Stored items
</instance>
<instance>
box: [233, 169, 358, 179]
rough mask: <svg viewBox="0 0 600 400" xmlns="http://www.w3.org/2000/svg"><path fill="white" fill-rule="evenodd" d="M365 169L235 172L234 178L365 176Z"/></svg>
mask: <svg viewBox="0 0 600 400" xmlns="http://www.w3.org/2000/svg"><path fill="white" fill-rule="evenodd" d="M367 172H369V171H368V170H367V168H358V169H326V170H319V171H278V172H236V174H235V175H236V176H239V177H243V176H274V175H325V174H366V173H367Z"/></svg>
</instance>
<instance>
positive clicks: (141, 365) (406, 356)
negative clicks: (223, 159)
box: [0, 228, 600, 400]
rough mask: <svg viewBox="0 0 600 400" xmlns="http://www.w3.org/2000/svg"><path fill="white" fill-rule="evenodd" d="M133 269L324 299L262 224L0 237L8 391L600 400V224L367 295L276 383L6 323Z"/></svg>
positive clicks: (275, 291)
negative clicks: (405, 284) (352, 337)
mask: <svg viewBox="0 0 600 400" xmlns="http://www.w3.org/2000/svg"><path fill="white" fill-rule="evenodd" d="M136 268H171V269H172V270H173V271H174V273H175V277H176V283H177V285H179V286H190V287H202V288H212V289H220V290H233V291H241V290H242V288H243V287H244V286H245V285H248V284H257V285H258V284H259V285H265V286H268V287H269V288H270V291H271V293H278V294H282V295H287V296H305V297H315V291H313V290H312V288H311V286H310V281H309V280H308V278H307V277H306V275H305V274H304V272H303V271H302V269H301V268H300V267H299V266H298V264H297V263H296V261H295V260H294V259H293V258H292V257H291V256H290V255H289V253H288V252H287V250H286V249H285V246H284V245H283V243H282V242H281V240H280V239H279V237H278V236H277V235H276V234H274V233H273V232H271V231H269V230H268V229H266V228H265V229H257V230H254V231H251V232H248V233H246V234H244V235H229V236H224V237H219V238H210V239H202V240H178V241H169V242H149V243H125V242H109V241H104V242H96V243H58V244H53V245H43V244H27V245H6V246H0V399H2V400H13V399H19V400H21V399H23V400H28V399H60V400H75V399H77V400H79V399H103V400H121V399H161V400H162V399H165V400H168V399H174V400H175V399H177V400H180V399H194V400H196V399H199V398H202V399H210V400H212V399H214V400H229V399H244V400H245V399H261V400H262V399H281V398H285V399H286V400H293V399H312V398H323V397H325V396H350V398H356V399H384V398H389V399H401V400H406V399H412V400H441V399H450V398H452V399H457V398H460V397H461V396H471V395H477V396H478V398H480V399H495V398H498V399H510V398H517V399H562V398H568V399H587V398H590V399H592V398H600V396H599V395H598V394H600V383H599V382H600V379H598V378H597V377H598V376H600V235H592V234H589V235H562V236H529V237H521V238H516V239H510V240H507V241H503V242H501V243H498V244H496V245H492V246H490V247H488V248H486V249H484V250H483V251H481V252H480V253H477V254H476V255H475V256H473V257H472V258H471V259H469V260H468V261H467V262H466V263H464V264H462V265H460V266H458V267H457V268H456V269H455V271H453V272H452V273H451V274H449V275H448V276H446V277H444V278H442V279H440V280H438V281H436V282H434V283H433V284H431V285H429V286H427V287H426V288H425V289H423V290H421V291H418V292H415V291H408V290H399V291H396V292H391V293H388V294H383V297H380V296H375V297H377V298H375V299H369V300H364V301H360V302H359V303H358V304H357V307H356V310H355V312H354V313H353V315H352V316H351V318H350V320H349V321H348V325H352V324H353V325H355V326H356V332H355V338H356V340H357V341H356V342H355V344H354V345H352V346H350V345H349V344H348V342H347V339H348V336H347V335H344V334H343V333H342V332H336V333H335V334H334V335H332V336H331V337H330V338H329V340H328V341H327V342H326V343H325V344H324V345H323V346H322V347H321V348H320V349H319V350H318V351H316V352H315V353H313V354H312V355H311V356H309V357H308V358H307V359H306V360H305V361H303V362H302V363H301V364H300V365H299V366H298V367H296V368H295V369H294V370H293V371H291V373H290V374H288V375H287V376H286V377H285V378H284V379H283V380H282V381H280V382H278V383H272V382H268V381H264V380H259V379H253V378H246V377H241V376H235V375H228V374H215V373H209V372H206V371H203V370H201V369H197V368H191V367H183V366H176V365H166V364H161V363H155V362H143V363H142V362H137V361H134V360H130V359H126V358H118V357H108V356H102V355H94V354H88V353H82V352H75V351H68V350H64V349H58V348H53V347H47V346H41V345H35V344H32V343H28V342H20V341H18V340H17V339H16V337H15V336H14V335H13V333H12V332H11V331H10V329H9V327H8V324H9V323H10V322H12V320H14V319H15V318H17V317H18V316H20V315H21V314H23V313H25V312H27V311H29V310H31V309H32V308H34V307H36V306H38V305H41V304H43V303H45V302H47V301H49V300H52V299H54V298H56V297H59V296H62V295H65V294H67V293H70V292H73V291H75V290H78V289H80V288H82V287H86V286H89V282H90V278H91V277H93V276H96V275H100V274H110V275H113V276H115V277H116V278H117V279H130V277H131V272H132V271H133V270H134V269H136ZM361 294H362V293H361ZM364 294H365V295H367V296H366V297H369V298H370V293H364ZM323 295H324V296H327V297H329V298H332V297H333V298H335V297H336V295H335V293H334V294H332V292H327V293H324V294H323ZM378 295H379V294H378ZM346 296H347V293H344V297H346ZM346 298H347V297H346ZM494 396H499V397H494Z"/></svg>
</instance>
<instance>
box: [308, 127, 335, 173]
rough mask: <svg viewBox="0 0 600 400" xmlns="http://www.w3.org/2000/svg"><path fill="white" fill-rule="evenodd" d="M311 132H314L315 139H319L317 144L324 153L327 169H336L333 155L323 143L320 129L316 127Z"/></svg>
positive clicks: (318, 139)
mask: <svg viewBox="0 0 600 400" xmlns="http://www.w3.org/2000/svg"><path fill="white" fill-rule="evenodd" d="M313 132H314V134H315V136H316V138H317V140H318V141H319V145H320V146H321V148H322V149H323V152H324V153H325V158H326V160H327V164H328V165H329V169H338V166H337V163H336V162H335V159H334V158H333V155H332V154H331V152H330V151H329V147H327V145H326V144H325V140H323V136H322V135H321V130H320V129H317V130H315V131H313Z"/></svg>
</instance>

#### EXERCISE AIM
Every entry, from the first line to the last, should be retyped exactly.

#### WRITTEN SOLUTION
</instance>
<instance>
box: [233, 169, 358, 179]
rough mask: <svg viewBox="0 0 600 400" xmlns="http://www.w3.org/2000/svg"><path fill="white" fill-rule="evenodd" d="M365 169L235 172L234 178L365 176Z"/></svg>
mask: <svg viewBox="0 0 600 400" xmlns="http://www.w3.org/2000/svg"><path fill="white" fill-rule="evenodd" d="M367 172H369V171H368V170H367V168H358V169H326V170H319V171H278V172H236V174H235V175H236V176H239V177H243V176H274V175H325V174H366V173H367Z"/></svg>
</instance>
<instance>
positive clicks: (141, 365) (406, 356)
negative clicks: (223, 159)
box: [0, 228, 600, 400]
rough mask: <svg viewBox="0 0 600 400" xmlns="http://www.w3.org/2000/svg"><path fill="white" fill-rule="evenodd" d="M133 269L324 299L262 224L0 237L8 391L600 400V224L367 295L276 383L6 323Z"/></svg>
positive clicks: (275, 291)
negative clicks: (405, 284) (352, 337)
mask: <svg viewBox="0 0 600 400" xmlns="http://www.w3.org/2000/svg"><path fill="white" fill-rule="evenodd" d="M136 268H171V269H172V270H173V271H174V273H175V277H176V283H177V285H179V286H190V287H202V288H212V289H220V290H233V291H241V290H242V288H243V287H244V286H245V285H248V284H257V285H258V284H259V285H265V286H268V287H269V288H270V291H271V293H278V294H282V295H287V296H305V297H315V291H313V290H312V288H311V286H310V281H309V280H308V278H307V277H306V275H305V274H304V272H303V271H302V269H301V268H300V267H299V266H298V264H297V263H296V261H295V260H294V259H293V258H292V257H291V256H290V255H289V253H288V252H287V250H286V249H285V246H284V245H283V243H282V242H281V240H280V239H279V237H278V236H277V235H276V234H274V233H273V232H271V231H269V230H268V229H266V228H265V229H257V230H254V231H251V232H248V233H246V234H244V235H229V236H224V237H219V238H210V239H202V240H178V241H169V242H149V243H125V242H109V241H104V242H96V243H58V244H53V245H43V244H27V245H6V246H0V399H2V400H13V399H19V400H21V399H23V400H28V399H60V400H75V399H77V400H79V399H103V400H121V399H161V400H162V399H165V400H168V399H174V400H175V399H177V400H180V399H194V400H196V399H199V398H202V399H210V400H212V399H214V400H229V399H244V400H245V399H261V400H262V399H281V398H285V399H286V400H293V399H312V398H323V397H325V396H350V398H356V399H384V398H389V399H401V400H406V399H412V400H441V399H450V398H452V399H457V398H460V397H461V396H471V395H477V396H478V398H480V399H495V398H498V399H510V398H517V399H562V398H568V399H587V398H590V399H592V398H600V396H599V395H598V394H600V383H599V382H600V379H598V378H597V377H598V376H600V235H592V234H589V235H562V236H529V237H521V238H516V239H510V240H507V241H503V242H501V243H498V244H496V245H492V246H490V247H488V248H486V249H484V250H483V251H481V252H480V253H477V254H476V255H475V256H473V257H472V258H471V259H469V260H468V261H467V262H466V263H464V264H462V265H460V266H458V267H457V268H456V269H455V271H453V272H452V273H451V274H449V275H448V276H446V277H444V278H442V279H440V280H438V281H436V282H434V283H433V284H431V285H429V286H427V287H426V288H425V289H423V290H421V291H418V292H415V291H408V290H399V291H396V292H391V293H388V294H383V297H380V296H375V297H377V298H375V299H369V300H364V301H360V302H359V303H358V304H357V307H356V310H355V312H354V313H353V315H352V316H351V318H350V320H349V321H348V325H352V324H353V325H355V326H356V332H355V338H356V340H357V341H356V342H355V344H354V345H352V346H350V345H349V344H348V342H347V339H348V336H347V335H344V334H343V333H342V332H336V333H335V334H334V335H332V336H331V337H330V338H329V340H328V341H327V342H326V343H325V344H324V345H323V346H322V347H321V348H320V349H319V350H318V351H316V352H315V353H313V354H312V355H311V356H309V357H308V358H307V359H306V360H305V361H303V362H302V363H301V364H300V365H299V366H298V367H296V368H295V369H294V370H293V371H291V373H290V374H288V375H287V376H286V377H285V378H284V379H283V380H282V381H280V382H278V383H272V382H268V381H264V380H259V379H253V378H246V377H241V376H235V375H228V374H215V373H209V372H206V371H203V370H201V369H197V368H191V367H183V366H176V365H166V364H161V363H155V362H143V363H142V362H137V361H134V360H130V359H126V358H118V357H108V356H102V355H94V354H88V353H82V352H75V351H68V350H64V349H58V348H53V347H47V346H41V345H35V344H32V343H28V342H20V341H18V340H17V339H16V337H15V336H14V335H13V333H12V332H11V331H10V329H9V327H8V324H9V323H10V322H12V320H14V319H15V318H17V317H18V316H20V315H21V314H23V313H25V312H27V311H29V310H31V309H32V308H34V307H36V306H38V305H41V304H43V303H45V302H47V301H49V300H52V299H54V298H56V297H59V296H62V295H65V294H67V293H70V292H73V291H75V290H78V289H80V288H82V287H86V286H89V282H90V278H91V277H93V276H96V275H100V274H110V275H113V276H115V277H116V278H117V279H130V277H131V272H132V271H133V270H134V269H136ZM361 294H362V293H361ZM364 294H365V295H367V296H366V297H369V298H370V293H364ZM323 295H324V296H327V297H329V298H332V297H333V298H335V297H336V295H335V293H334V294H332V292H327V293H324V294H323ZM378 295H379V294H378ZM346 296H347V293H344V297H346ZM346 298H347V297H346ZM494 396H499V397H494Z"/></svg>
</instance>
<instance>
box: [308, 127, 335, 173]
rough mask: <svg viewBox="0 0 600 400" xmlns="http://www.w3.org/2000/svg"><path fill="white" fill-rule="evenodd" d="M311 132H314L315 139H319L317 144L324 153L327 169H336L333 155L323 143L320 129L316 127Z"/></svg>
positive clicks: (318, 139)
mask: <svg viewBox="0 0 600 400" xmlns="http://www.w3.org/2000/svg"><path fill="white" fill-rule="evenodd" d="M313 132H314V134H315V136H316V138H317V140H318V141H319V145H320V146H321V148H322V149H323V152H324V153H325V158H326V160H327V164H328V165H329V169H338V166H337V163H336V162H335V159H334V158H333V155H332V154H331V152H330V151H329V147H327V145H326V144H325V140H323V136H322V135H321V130H320V129H317V130H315V131H313Z"/></svg>
</instance>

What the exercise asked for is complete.